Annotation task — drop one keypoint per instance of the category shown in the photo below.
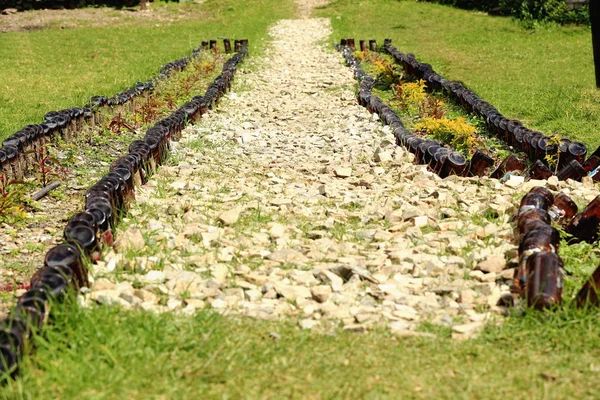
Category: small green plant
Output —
(410, 96)
(386, 71)
(553, 158)
(47, 166)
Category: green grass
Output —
(53, 69)
(105, 353)
(544, 78)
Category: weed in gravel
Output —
(12, 198)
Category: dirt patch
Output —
(305, 7)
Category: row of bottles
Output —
(570, 157)
(442, 160)
(86, 232)
(19, 151)
(540, 273)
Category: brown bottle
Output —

────────────────

▸ What you are asked to do:
Turn the listing above into a Markdown table with the columns "No." and "Entry": one row per nonblank line, numbered in order. Leave out the picture.

▸ Result below:
| No. | Entry |
|---|---|
| 1 | Annotation task — drop one keypoint per instance of the category shown in the photo below. |
| 2 | Category: small green plant |
| 3 | Output — |
| 4 | (410, 96) |
| 5 | (386, 71) |
| 6 | (553, 158) |
| 7 | (47, 166) |
| 8 | Category: green grass |
| 9 | Output — |
| 10 | (53, 69) |
| 11 | (105, 353) |
| 12 | (544, 78) |
| 13 | Category: weed in gravel |
| 14 | Output — |
| 15 | (12, 198) |
| 16 | Category: dirt patch |
| 17 | Output — |
| 18 | (305, 7) |
| 19 | Category: row of bottles |
| 20 | Output — |
| 21 | (570, 157) |
| 22 | (442, 160) |
| 23 | (86, 232) |
| 24 | (19, 151) |
| 25 | (540, 273) |
| 26 | Category: brown bottle |
| 27 | Output — |